***** Task data

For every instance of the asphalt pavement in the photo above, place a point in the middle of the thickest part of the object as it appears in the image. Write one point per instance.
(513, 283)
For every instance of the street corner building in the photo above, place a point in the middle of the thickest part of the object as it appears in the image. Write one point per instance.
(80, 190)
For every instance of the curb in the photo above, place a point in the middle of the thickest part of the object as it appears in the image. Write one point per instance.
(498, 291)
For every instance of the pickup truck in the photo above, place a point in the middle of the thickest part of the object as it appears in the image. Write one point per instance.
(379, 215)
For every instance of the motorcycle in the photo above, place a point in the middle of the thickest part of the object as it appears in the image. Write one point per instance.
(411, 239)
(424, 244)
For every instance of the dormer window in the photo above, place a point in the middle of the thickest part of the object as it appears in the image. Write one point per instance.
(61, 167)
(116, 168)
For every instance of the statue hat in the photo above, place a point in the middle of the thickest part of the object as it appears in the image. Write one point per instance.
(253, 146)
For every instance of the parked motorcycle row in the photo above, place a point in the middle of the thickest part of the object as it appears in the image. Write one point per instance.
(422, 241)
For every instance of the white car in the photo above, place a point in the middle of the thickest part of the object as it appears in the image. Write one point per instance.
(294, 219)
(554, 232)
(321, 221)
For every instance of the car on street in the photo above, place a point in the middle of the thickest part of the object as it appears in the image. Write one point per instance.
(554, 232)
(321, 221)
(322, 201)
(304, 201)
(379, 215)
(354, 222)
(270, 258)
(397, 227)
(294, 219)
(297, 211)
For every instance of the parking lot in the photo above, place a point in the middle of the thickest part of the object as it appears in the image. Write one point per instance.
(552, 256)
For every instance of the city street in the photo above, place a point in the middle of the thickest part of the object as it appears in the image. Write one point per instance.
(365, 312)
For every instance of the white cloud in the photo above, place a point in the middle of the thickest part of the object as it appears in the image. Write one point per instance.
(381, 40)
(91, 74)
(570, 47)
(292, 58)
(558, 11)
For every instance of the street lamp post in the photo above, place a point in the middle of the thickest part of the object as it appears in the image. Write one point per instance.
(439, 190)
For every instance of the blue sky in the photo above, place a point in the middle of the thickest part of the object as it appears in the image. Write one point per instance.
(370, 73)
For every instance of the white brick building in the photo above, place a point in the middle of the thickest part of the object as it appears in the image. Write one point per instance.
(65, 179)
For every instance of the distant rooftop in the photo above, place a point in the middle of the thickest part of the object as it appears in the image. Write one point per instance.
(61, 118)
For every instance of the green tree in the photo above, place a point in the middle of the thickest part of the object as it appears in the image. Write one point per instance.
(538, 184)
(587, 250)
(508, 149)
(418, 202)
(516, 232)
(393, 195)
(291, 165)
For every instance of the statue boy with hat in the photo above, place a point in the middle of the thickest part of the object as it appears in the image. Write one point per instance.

**********

## The task:
In the entries above, take the line containing "For every instance of the white cloud" and each later line through the last, and repeat them exactly. Output nothing else.

## Expected answer:
For every instance of the white cloud in the photo above, place a point in the middle of the thickest part of the object as it appears in the image. Write one point per instance.
(381, 40)
(91, 74)
(570, 47)
(292, 58)
(558, 11)
For every instance of the street lamp post in the photo above, place a point in the middle of the thickest part of the object as it appears in the image. Write one point per instance.
(439, 190)
For every instance of the blue sky in the photo above, place a point in the middle of the thickest part of the object as it appears in the image. Write one point per instance.
(370, 73)
For every instance of the white brick building in the photo above, place a point in the middle of the thickest part of the object as it appears in the image. Write one point per instance.
(65, 179)
For every instance of the distant rooftop in the photo above, place a point in the middle of the thickest part of the object as it appears in the image. Write one point per instance.
(61, 118)
For every instance of the green tree in the photo above, place a point in the middle of the thickest part of the object as it appears in the image. Write one point per instance.
(538, 184)
(587, 250)
(508, 149)
(418, 202)
(516, 232)
(393, 195)
(291, 165)
For every instance of the statue boy with hat in the photo above, place a point in the middle of the thickest part of the object as it appears in the image. Write one point per instance.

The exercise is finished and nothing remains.